** Start PROVIDED RECORDS **
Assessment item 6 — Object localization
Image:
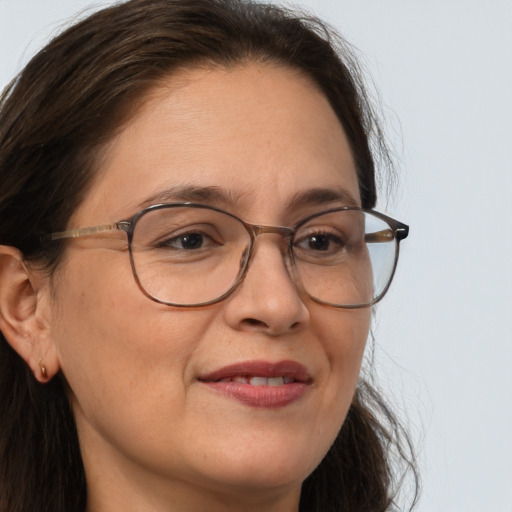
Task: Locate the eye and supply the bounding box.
[301,233,342,251]
[159,233,205,250]
[156,231,219,251]
[294,230,346,258]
** End PROVIDED RECORDS **
### EXERCISE OBJECTIVE
Please rewrite the data above with "Locate" swapped for "Find" and everything else unchanged. Leave the pictures out of your answer.

### SOLUTION FOR THIS PROBLEM
Assessment item 6 — Object localization
Image:
Task: Find the eye and supply the bounding box.
[301,233,342,251]
[159,233,205,250]
[156,231,219,251]
[294,230,346,258]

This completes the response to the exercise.